**Task input**
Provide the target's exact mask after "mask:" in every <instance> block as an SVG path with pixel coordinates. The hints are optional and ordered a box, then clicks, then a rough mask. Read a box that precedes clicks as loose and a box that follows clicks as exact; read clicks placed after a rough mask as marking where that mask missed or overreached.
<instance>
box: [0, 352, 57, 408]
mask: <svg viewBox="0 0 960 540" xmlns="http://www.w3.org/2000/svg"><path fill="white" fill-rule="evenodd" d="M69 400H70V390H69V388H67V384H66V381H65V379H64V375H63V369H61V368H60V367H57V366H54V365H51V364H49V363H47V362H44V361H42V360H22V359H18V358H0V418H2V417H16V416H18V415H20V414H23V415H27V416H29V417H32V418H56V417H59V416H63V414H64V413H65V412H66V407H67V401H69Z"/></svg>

==

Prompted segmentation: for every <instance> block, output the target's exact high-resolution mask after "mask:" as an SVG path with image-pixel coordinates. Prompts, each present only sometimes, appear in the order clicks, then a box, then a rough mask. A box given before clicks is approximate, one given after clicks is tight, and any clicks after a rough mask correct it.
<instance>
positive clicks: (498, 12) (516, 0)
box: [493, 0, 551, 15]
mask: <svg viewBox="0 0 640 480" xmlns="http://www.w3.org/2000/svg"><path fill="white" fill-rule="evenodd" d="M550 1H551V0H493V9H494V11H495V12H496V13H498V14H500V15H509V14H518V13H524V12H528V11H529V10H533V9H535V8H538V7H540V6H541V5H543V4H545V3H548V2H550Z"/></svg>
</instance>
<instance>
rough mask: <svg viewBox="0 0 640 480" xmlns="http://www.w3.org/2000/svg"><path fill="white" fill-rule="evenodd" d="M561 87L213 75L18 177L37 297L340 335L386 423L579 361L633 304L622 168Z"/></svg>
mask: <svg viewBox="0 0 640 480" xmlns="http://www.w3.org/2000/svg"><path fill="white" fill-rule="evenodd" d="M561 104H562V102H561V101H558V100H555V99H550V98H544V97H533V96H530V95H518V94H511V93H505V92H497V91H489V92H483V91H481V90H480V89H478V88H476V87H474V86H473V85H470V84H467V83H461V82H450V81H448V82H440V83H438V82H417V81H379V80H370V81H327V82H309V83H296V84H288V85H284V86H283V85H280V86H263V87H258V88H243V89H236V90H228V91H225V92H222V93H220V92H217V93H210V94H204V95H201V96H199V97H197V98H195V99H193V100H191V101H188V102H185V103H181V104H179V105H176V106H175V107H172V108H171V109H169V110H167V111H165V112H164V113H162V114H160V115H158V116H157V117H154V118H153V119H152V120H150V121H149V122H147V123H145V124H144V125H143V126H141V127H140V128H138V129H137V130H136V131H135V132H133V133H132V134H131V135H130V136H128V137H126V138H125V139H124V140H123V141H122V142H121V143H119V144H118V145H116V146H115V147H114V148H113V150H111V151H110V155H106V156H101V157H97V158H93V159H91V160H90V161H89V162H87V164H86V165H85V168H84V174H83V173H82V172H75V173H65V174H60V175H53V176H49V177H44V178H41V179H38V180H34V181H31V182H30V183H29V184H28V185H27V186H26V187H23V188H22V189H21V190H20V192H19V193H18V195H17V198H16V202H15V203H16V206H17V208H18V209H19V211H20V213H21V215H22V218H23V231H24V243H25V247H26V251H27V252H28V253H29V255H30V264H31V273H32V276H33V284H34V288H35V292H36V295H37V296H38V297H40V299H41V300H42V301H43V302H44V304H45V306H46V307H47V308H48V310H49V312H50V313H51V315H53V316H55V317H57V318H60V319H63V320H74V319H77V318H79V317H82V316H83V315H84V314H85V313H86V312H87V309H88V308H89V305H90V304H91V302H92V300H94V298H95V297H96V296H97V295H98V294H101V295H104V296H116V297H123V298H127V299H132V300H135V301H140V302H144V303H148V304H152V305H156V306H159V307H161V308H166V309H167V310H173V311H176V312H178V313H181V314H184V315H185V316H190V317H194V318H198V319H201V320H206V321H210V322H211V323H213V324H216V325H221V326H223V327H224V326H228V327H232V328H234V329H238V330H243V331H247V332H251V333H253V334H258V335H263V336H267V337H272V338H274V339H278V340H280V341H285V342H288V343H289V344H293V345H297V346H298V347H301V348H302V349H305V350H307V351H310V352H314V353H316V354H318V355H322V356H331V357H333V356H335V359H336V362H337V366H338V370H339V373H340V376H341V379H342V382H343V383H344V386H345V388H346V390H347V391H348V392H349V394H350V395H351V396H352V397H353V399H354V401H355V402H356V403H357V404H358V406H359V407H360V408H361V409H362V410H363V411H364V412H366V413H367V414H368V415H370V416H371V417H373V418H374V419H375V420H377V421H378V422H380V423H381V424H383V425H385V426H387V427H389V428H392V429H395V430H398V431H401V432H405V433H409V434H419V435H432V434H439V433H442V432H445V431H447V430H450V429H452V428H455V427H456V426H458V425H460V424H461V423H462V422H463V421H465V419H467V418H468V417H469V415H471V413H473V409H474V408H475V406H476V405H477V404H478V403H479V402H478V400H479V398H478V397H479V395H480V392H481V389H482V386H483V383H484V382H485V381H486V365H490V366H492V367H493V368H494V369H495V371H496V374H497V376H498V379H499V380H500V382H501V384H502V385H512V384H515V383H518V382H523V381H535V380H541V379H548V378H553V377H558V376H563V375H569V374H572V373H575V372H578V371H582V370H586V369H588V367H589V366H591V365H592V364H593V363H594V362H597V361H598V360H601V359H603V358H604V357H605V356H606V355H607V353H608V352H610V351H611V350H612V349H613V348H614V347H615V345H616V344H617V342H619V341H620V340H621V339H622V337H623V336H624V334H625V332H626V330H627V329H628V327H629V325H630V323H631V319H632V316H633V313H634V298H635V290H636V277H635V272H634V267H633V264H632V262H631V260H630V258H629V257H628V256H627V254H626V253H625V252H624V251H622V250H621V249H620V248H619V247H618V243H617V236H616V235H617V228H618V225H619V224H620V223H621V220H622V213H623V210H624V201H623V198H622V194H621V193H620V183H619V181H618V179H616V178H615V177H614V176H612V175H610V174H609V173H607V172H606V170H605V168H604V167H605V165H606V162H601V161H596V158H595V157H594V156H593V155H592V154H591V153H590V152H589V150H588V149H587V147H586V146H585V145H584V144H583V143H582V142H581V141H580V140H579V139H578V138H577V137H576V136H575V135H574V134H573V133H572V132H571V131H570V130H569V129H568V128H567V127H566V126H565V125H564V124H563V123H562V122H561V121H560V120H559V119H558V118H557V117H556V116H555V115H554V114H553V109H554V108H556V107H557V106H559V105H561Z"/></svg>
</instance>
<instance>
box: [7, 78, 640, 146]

**What you will do**
Return each line of the material above that holds the string "every".

**Reply to the task**
Provide the target's exact mask after "mask:" in every <instance> block as an SVG path with pixel coordinates. The hints are optional and ordered a box, then clicks, then a rough mask. Read a box that precedes clicks as loose and a box that follows clicks as exact; read clicks placed after a rough mask as marking where that mask missed or overreached.
Prompted segmentation: for every <instance> block, output the target's exact high-resolution mask after "mask:" as an SVG path with image-pixel coordinates. Prompts, each present only sometimes, appear in the order clicks, then a box, then a rough mask. A box given before clicks is approximate, one given after clicks is tight, and any clicks after a rough mask correct it.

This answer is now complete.